[Extracted data entries]
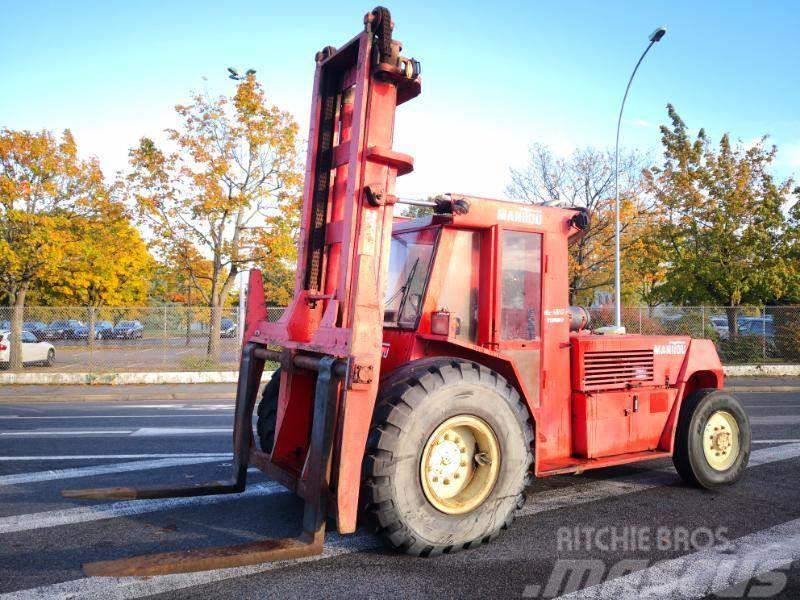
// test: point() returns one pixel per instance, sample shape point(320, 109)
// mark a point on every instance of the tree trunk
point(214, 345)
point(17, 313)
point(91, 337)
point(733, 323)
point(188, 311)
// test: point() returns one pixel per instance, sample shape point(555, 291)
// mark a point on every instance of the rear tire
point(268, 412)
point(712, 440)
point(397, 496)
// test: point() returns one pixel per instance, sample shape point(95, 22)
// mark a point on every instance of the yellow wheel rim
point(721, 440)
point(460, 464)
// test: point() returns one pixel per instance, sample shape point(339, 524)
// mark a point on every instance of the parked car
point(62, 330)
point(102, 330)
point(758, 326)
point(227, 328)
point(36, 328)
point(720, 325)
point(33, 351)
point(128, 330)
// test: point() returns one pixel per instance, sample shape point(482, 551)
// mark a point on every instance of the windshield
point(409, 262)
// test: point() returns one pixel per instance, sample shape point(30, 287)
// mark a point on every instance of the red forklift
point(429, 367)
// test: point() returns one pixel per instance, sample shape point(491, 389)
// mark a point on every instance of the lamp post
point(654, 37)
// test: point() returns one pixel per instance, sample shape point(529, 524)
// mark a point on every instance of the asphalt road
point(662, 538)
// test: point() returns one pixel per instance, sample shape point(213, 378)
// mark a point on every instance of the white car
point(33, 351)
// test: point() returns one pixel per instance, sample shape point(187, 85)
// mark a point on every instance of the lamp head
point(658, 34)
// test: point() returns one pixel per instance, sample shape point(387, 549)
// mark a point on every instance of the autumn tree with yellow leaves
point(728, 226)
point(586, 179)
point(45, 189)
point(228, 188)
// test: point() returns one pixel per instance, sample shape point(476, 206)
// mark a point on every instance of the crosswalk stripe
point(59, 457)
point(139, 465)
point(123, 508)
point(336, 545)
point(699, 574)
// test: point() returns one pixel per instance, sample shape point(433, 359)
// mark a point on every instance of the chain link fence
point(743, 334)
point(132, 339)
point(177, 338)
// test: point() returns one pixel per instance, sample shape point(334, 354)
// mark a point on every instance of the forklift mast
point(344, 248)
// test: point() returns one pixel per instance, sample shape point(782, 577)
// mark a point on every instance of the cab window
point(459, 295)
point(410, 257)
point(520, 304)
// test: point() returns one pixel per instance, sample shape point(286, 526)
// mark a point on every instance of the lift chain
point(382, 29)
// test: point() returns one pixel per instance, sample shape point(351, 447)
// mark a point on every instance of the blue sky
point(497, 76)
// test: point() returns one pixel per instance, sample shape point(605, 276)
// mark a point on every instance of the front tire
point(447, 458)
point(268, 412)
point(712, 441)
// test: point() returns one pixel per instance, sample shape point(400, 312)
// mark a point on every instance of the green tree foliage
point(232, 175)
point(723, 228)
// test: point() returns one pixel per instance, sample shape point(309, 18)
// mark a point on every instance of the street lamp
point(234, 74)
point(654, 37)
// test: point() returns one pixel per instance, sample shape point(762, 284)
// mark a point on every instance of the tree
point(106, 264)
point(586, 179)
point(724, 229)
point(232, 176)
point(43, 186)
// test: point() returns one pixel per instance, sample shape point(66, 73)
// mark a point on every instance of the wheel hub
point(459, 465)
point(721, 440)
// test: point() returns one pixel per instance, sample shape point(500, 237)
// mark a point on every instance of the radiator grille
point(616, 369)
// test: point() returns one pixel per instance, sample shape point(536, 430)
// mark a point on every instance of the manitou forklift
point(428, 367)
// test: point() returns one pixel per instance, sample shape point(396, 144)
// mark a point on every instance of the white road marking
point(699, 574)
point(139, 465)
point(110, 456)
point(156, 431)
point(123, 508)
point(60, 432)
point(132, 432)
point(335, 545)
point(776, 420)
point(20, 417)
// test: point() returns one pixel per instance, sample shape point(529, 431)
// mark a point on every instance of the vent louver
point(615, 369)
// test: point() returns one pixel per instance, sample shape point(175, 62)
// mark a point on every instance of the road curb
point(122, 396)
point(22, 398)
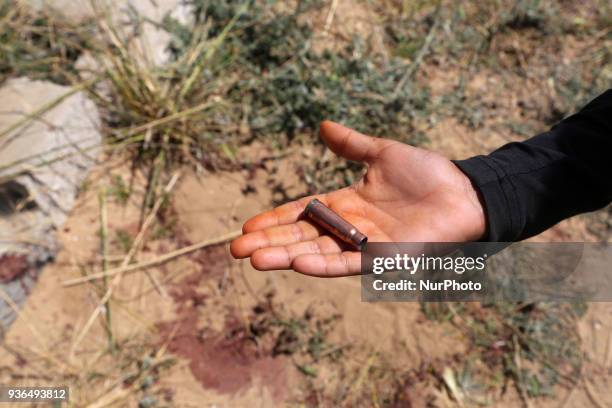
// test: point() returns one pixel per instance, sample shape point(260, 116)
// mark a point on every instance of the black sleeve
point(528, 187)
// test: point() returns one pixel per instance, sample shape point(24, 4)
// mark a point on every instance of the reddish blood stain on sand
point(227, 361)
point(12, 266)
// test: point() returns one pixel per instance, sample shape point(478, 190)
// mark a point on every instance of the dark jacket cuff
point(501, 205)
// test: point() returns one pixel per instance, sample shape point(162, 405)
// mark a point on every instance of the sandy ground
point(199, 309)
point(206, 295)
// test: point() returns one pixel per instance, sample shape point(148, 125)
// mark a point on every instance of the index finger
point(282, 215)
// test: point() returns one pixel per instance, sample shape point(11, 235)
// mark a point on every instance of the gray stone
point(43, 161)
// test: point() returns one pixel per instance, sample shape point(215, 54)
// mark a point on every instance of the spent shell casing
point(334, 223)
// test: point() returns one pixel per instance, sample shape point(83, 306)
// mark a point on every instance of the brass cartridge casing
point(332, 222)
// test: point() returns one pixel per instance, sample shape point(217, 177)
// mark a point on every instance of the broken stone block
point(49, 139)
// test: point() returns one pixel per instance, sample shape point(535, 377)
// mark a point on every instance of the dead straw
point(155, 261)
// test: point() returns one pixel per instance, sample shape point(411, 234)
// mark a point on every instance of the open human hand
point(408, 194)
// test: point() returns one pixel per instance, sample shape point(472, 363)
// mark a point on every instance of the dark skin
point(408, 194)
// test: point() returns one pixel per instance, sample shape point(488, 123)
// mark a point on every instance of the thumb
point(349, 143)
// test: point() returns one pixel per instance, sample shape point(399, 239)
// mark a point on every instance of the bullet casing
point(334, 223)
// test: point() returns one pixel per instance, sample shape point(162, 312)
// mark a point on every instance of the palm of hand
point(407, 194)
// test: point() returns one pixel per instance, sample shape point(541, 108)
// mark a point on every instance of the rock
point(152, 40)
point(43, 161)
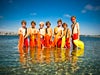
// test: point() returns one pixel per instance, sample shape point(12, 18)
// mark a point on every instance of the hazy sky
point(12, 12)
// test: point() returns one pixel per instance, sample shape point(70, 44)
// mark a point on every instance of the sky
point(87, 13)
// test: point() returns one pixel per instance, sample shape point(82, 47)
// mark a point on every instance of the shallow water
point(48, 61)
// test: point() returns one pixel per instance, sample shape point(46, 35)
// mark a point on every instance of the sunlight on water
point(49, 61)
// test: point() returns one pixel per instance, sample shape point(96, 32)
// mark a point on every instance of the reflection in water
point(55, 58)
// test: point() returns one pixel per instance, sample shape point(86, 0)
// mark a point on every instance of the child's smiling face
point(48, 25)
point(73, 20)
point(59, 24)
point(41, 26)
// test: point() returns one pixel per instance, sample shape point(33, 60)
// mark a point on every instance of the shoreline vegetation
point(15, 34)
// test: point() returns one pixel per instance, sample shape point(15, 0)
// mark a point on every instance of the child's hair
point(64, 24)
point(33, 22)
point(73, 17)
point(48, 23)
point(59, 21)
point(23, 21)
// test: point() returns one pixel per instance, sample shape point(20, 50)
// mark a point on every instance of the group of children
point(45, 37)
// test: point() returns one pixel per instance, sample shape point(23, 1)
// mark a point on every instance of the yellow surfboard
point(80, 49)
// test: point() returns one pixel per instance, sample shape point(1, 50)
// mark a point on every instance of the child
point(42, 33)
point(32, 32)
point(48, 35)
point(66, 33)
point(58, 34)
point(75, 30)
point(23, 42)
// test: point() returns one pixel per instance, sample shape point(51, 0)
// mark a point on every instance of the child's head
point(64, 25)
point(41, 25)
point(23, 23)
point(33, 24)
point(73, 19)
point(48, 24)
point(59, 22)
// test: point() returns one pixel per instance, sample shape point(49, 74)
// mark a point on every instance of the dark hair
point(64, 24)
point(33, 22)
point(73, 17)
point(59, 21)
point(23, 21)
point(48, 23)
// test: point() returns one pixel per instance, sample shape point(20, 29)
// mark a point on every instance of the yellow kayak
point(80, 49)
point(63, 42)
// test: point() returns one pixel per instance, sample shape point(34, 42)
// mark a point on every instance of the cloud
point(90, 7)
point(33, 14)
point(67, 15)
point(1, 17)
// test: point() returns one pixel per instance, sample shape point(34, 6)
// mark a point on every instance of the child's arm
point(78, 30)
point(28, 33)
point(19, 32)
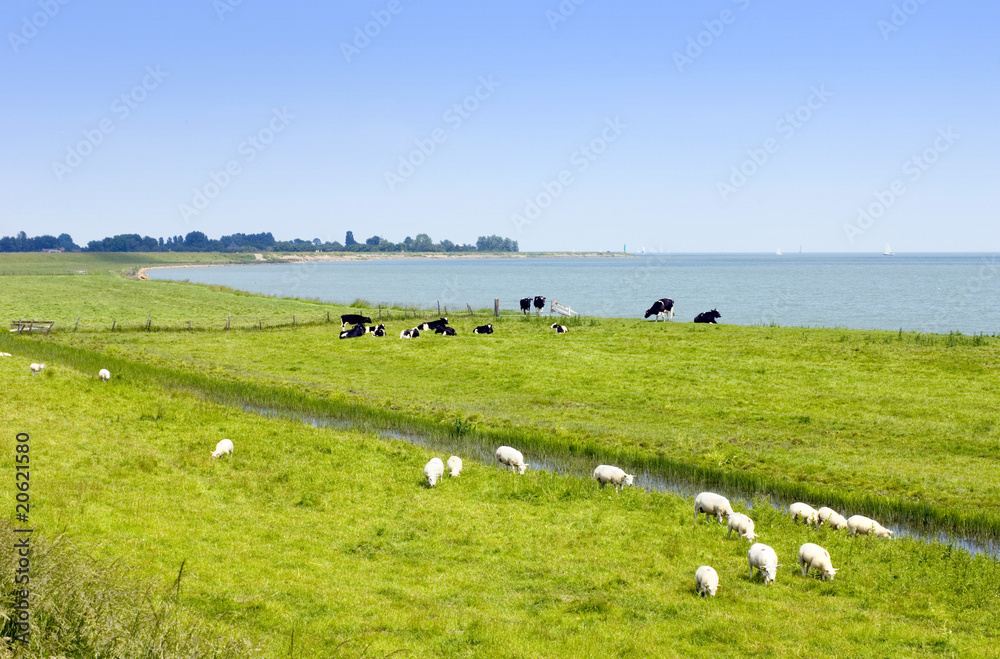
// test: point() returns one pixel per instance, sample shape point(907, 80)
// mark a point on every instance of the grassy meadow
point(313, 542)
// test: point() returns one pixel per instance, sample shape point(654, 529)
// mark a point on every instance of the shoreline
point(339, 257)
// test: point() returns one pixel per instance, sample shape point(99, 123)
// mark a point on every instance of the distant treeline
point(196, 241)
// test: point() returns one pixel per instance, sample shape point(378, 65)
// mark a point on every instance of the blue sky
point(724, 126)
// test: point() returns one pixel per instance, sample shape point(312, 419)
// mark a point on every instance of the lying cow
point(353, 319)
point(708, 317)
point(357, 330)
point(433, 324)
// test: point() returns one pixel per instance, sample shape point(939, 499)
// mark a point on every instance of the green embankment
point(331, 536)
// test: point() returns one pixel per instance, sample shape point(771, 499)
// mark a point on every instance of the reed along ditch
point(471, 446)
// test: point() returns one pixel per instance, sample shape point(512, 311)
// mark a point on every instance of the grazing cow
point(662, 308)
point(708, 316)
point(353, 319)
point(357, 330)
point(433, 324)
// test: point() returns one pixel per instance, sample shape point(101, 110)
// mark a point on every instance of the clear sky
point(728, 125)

Required task: Reproduce everything from the start of the items above down to and including the line that contains "point(460, 464)", leaving the pictures out.

Result of the task:
// test: point() returns one pixel per instance, sample shape point(320, 109)
// mark a point on every instance of the tree trunk
point(214, 345)
point(17, 313)
point(91, 337)
point(733, 323)
point(188, 311)
// test: point() returns one pixel per instance, sample shape point(555, 291)
// mark a point on every instance of the rear tire
point(268, 412)
point(712, 440)
point(397, 496)
// test: point() returns one pixel per instance, sample shape point(95, 22)
// mark a point on every instance of the yellow wheel rim
point(721, 440)
point(460, 464)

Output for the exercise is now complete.